◆ Exercise prompt ◆
Only the lines below from the one containing "Target: window" through the one containing "48, row 35." belong in the answer, repeated exactly and without pictures.

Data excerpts
================

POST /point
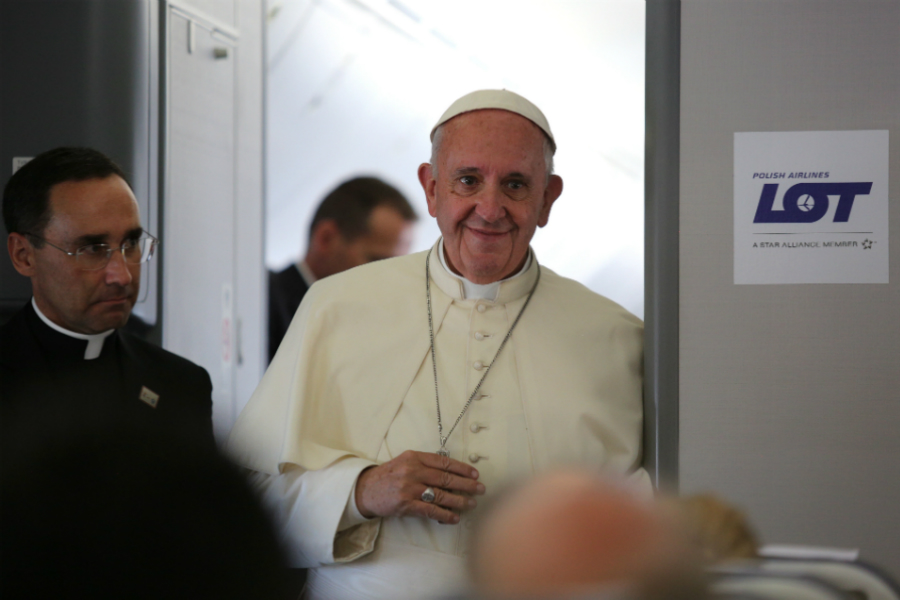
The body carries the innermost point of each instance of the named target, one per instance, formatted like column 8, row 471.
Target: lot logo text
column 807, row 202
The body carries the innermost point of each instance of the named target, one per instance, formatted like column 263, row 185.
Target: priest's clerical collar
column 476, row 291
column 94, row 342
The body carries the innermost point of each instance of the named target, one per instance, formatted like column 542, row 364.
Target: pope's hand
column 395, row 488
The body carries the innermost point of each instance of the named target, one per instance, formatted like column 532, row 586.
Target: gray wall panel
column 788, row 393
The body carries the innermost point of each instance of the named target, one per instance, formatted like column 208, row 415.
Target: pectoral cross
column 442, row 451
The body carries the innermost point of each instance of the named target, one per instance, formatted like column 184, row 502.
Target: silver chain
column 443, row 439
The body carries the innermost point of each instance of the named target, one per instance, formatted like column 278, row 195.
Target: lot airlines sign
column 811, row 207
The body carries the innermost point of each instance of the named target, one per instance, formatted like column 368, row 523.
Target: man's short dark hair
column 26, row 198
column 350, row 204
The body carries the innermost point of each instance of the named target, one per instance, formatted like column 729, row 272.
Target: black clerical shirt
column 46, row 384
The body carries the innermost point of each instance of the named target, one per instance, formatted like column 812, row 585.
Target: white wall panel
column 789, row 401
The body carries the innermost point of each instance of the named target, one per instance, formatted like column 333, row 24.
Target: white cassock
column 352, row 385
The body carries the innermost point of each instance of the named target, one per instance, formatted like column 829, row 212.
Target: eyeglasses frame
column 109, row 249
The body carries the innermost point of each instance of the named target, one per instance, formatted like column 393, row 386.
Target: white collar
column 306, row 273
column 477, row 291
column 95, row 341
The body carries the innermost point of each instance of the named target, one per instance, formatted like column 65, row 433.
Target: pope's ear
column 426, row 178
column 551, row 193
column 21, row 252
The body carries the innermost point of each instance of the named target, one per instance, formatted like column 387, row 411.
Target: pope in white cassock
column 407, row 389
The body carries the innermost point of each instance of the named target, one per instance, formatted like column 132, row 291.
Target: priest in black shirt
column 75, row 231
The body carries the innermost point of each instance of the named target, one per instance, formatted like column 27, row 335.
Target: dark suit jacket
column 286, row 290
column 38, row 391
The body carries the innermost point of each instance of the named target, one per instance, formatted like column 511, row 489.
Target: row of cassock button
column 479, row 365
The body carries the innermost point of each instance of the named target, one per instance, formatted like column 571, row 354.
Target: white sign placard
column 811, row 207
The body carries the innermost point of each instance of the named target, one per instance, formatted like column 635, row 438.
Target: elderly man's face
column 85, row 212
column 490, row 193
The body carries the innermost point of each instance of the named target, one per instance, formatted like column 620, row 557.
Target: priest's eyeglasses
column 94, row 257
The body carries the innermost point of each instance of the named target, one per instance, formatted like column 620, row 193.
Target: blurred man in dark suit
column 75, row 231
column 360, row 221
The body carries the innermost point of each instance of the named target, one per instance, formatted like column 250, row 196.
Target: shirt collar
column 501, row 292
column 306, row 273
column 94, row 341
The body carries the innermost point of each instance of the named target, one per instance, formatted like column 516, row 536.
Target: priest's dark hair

================

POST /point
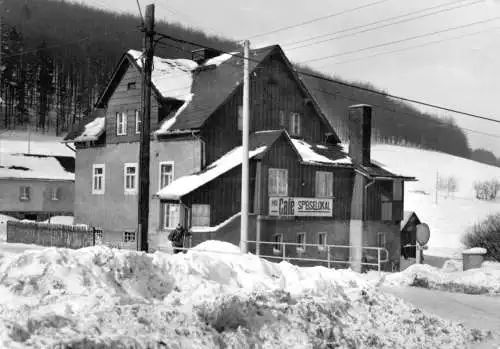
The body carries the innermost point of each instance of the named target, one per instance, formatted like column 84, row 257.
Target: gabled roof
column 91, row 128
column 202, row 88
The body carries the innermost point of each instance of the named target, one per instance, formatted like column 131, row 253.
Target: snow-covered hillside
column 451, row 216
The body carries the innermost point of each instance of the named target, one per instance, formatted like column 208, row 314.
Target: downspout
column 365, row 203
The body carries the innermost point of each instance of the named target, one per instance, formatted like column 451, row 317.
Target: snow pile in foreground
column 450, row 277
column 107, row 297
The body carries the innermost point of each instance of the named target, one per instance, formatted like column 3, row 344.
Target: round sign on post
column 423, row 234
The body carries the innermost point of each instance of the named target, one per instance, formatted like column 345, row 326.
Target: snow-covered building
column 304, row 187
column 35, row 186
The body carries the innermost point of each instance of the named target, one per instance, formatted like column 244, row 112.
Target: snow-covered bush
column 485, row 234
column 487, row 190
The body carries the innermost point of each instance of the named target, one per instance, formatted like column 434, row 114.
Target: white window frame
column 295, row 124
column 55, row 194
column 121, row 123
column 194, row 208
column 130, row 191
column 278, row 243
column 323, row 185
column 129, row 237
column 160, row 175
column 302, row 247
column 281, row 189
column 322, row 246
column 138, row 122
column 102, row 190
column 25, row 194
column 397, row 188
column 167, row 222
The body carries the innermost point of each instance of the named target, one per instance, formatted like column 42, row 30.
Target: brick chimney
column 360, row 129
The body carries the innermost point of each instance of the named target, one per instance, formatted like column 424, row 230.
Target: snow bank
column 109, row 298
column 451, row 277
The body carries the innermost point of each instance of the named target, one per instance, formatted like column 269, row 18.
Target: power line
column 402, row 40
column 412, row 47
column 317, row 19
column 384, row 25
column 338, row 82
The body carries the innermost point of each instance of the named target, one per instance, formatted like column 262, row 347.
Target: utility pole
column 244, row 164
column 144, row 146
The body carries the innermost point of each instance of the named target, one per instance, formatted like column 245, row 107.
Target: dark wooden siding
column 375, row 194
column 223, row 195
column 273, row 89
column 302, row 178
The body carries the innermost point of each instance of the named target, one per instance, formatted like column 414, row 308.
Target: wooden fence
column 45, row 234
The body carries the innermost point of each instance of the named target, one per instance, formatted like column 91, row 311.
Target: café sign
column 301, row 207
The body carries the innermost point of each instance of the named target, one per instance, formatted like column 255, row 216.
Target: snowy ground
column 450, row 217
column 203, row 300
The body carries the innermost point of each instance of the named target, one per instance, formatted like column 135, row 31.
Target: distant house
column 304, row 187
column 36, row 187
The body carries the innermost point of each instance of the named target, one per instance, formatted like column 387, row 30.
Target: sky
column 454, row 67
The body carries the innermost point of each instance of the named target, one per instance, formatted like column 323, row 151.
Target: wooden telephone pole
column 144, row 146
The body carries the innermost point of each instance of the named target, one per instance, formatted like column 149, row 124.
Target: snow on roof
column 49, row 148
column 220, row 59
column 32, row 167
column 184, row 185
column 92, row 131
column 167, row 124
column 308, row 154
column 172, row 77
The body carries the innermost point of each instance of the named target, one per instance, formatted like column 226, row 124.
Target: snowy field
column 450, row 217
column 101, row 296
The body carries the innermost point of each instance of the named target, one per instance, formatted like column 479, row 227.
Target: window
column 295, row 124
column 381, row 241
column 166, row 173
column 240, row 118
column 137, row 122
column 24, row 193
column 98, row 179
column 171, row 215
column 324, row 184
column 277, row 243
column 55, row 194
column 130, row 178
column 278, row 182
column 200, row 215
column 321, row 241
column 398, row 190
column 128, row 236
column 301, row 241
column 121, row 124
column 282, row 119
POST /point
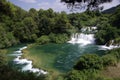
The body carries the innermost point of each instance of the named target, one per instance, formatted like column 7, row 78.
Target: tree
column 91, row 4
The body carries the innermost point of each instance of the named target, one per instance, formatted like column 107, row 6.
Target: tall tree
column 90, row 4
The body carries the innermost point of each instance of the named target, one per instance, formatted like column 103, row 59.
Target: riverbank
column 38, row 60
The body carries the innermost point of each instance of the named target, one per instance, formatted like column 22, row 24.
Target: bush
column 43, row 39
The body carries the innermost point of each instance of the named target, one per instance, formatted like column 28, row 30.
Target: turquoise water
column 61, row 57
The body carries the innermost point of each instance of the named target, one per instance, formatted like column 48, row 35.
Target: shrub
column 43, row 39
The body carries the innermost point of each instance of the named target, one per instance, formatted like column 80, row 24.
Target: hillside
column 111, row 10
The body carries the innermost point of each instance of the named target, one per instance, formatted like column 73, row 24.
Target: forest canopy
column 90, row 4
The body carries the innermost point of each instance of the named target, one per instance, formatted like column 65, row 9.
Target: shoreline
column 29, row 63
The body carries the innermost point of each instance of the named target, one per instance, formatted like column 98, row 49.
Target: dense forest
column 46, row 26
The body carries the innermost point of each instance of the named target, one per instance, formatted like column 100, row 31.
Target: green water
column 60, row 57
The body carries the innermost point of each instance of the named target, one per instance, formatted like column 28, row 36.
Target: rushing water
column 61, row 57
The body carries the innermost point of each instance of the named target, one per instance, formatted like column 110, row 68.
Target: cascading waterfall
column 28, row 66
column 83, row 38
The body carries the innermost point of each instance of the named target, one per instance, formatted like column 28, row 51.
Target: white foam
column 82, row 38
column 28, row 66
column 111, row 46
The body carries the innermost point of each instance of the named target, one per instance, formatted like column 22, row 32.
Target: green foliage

================

◆ Response to the exercise ◆
Target: window
column 295, row 124
column 381, row 241
column 166, row 173
column 240, row 118
column 137, row 122
column 24, row 193
column 98, row 179
column 171, row 215
column 324, row 184
column 277, row 243
column 55, row 194
column 130, row 178
column 278, row 182
column 200, row 215
column 321, row 241
column 398, row 190
column 128, row 236
column 301, row 241
column 121, row 124
column 282, row 119
POST /point
The body carries the innermost point of each instance of the named target, one per instance, formatted like column 7, row 78.
Target: tree
column 91, row 4
The body carries the innermost point of each instance of the named target, one per instance, formatted like column 107, row 6.
Target: tall tree
column 90, row 4
The body carries the innermost point of each instance of the named target, one per instance, formatted like column 103, row 59.
Target: riverbank
column 38, row 60
The body carries the innermost point of each instance of the named target, one per instance, formatted like column 22, row 24.
Target: bush
column 43, row 39
The body carries the innermost point of each instance of the named target, one per instance, formatted like column 28, row 30.
Target: turquoise water
column 61, row 57
The body carries the innermost point of each instance of the named target, one per instance, formatted like column 48, row 35.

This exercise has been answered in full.